::: MATERIAL PROVIDED :::

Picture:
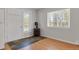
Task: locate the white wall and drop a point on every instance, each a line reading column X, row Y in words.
column 14, row 23
column 1, row 28
column 32, row 13
column 70, row 35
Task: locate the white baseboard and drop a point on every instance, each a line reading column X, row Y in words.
column 76, row 43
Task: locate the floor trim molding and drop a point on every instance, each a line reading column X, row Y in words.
column 75, row 43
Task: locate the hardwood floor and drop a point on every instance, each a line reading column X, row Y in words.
column 50, row 44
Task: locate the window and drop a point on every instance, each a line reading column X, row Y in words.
column 59, row 18
column 26, row 23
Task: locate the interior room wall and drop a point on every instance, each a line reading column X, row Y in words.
column 2, row 28
column 70, row 35
column 14, row 23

:::

> TASK GOAL: The finished answer is an exact repetition of the listing, with every picture removed.

> TASK ANSWER:
Picture:
Task: locate the white wall and drop a point on every instance, each a line reading column X, row Y in words.
column 14, row 23
column 1, row 28
column 32, row 13
column 70, row 35
Task: locate the white baseboard and drop a point on every instance, each a line reading column X, row Y in words.
column 76, row 43
Task: locate the floor trim molding and drop a point on every instance, each a line reading column X, row Y in words.
column 75, row 43
Task: locate the hardwood floor and drop a point on every instance, each a line reading column X, row Y in words.
column 50, row 44
Task: locate the window and drop a point on every instance, each a line reading column X, row Y in words.
column 59, row 18
column 26, row 23
Task: locate the interior room wall and drop a point on every instance, each a line reading column X, row Y in words.
column 2, row 28
column 70, row 35
column 14, row 23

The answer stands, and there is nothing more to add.